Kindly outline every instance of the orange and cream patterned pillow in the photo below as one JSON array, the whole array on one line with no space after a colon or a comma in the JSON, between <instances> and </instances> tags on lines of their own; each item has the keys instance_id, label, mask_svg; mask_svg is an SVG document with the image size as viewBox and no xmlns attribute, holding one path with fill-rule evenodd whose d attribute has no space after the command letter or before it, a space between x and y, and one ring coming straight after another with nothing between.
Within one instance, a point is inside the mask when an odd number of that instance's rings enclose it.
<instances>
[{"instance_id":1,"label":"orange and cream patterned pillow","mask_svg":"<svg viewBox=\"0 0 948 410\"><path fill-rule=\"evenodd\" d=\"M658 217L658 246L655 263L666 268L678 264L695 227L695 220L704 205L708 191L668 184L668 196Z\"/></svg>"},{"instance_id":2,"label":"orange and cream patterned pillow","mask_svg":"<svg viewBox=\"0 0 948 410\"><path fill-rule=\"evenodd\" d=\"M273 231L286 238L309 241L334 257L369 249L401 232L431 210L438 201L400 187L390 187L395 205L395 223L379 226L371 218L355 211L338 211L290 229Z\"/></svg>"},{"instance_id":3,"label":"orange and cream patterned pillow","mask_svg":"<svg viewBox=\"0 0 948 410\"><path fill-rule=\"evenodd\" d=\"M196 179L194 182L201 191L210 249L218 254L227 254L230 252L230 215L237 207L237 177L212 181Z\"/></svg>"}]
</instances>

===============

#### [指示]
上の提供データにある行を、一字も変えずにすべて抜き出しなさい。

#### [解答]
Kindly outline every instance of the orange and cream patterned pillow in the photo below as one JSON array, the whole array on one line with no space after a colon or a comma in the JSON, between <instances> and </instances> tags on lines of their own; each item has the keys instance_id, label, mask_svg; mask_svg is an SVG document with the image size as viewBox and no xmlns attribute, holding one path with fill-rule evenodd whose d attribute has no space after the command letter or before it, a space between x and y, and one ring coming straight after another with nothing between.
Within one instance, a point is inside the mask when an odd number of that instance's rings enclose it.
<instances>
[{"instance_id":1,"label":"orange and cream patterned pillow","mask_svg":"<svg viewBox=\"0 0 948 410\"><path fill-rule=\"evenodd\" d=\"M658 217L658 246L655 263L666 268L678 264L695 227L695 220L704 205L708 191L668 184L668 196Z\"/></svg>"},{"instance_id":2,"label":"orange and cream patterned pillow","mask_svg":"<svg viewBox=\"0 0 948 410\"><path fill-rule=\"evenodd\" d=\"M273 231L286 238L309 241L334 257L369 249L401 232L431 210L438 201L400 187L390 187L395 205L395 223L379 226L371 218L355 211L338 211L290 229Z\"/></svg>"},{"instance_id":3,"label":"orange and cream patterned pillow","mask_svg":"<svg viewBox=\"0 0 948 410\"><path fill-rule=\"evenodd\" d=\"M196 179L194 182L201 191L210 249L218 254L227 254L230 252L230 215L237 207L237 177L212 181Z\"/></svg>"}]
</instances>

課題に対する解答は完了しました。